» **Items**
▽
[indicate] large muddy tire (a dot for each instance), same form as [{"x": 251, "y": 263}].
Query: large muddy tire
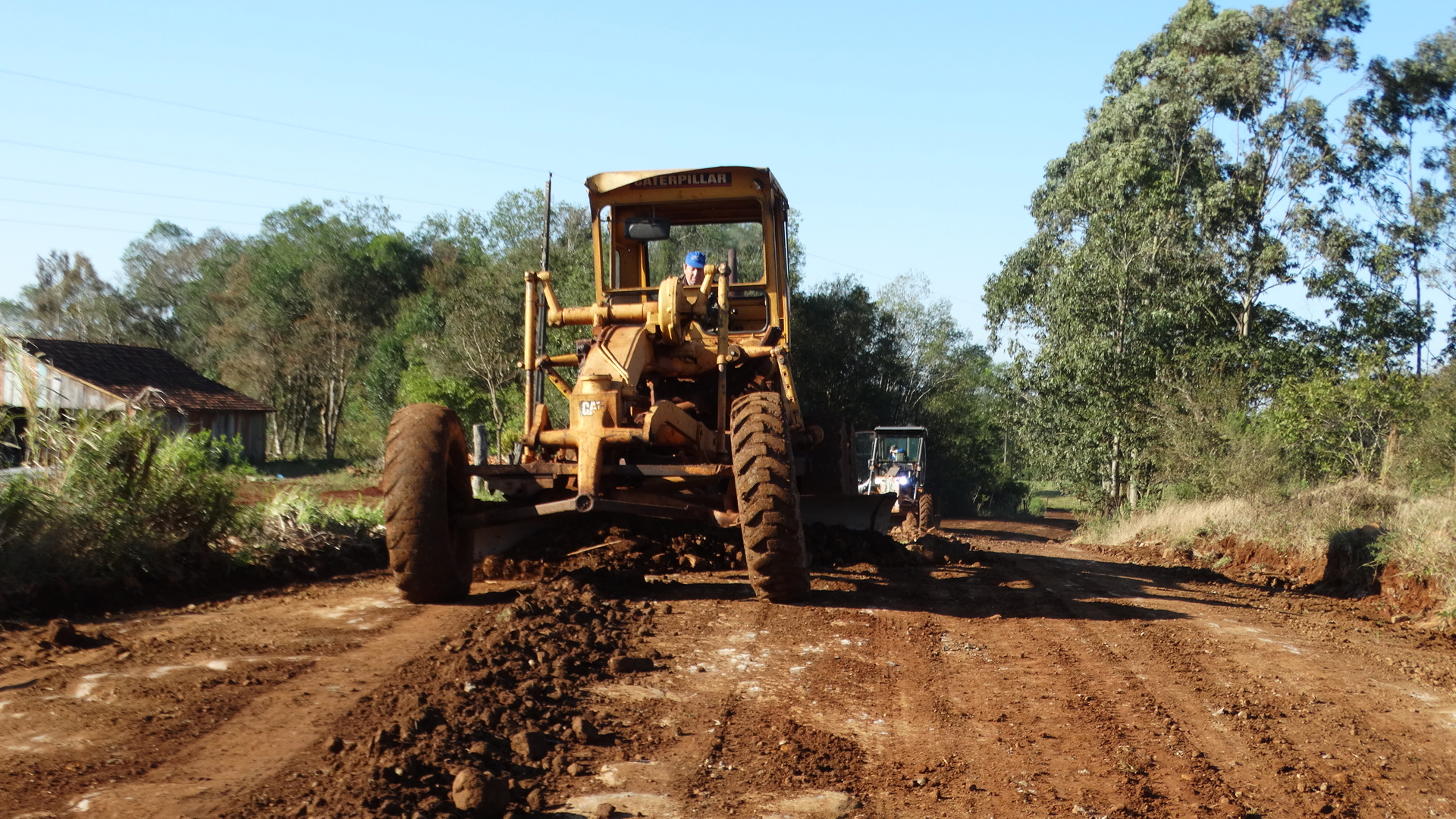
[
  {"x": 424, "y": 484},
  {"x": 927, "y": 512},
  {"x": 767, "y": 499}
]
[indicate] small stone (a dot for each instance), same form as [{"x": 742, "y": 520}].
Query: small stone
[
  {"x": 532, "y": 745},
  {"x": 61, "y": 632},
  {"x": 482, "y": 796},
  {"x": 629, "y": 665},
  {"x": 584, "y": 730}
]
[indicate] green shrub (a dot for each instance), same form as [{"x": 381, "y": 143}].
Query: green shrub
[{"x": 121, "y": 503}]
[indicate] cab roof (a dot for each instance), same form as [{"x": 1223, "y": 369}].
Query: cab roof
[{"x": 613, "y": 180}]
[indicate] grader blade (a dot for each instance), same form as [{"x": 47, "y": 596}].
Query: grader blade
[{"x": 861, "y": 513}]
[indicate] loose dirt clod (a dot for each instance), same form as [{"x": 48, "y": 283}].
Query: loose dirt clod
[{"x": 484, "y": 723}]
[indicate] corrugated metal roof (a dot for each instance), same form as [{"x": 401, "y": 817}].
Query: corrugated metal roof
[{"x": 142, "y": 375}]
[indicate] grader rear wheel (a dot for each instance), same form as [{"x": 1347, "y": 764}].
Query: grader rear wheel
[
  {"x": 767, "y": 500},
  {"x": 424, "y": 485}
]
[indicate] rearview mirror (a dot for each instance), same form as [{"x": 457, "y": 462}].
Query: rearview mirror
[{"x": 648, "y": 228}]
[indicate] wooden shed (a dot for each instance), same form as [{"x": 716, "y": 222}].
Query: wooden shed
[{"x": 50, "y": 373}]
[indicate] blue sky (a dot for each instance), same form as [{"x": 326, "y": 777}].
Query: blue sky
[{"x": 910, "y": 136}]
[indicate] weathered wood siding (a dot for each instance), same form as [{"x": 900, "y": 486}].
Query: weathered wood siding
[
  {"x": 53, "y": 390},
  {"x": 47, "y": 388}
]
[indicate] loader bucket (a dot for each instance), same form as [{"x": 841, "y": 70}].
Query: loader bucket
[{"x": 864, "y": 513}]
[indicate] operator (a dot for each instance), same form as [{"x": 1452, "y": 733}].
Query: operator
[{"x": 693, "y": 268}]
△
▽
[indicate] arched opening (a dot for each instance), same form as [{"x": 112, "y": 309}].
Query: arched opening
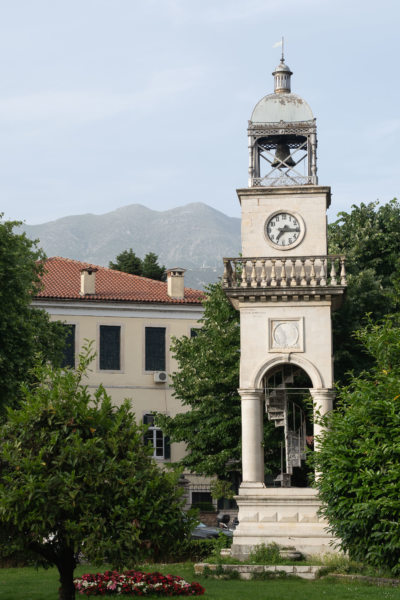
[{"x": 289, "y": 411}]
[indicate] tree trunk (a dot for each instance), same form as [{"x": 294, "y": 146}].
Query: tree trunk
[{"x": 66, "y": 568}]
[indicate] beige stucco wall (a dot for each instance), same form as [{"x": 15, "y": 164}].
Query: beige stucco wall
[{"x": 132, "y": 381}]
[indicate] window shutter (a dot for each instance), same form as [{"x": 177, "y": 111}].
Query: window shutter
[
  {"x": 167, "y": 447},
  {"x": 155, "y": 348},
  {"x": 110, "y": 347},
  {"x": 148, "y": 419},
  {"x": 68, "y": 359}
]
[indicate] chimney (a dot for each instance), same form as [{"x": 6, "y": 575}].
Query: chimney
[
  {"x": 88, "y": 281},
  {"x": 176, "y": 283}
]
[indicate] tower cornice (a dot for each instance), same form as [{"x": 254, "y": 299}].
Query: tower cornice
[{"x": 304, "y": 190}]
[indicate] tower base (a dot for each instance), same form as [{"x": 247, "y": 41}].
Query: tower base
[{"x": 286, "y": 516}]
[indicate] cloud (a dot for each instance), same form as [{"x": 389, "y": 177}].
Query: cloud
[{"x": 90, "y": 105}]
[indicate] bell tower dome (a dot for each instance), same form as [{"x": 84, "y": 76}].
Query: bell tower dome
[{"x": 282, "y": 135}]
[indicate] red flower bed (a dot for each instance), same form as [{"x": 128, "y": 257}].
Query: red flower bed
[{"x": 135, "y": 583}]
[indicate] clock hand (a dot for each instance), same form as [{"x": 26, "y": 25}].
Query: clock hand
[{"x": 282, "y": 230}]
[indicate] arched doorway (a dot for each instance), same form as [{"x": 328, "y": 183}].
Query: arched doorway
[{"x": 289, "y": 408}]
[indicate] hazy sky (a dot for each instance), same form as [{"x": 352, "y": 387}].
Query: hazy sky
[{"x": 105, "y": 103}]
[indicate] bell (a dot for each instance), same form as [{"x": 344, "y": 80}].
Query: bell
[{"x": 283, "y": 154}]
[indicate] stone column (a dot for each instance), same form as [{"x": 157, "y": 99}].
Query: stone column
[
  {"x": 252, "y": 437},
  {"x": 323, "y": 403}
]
△
» **Objective**
Please gather every line of the data above that contains the word "bell" and copy each one out whole. Matches must have the same case.

» **Answer to the exercise**
[indicate] bell tower dome (a dot for each instance), same form as [{"x": 84, "y": 76}].
Query: bell tower dome
[indicate] bell (a dot for each instance), same form as [{"x": 344, "y": 80}].
Query: bell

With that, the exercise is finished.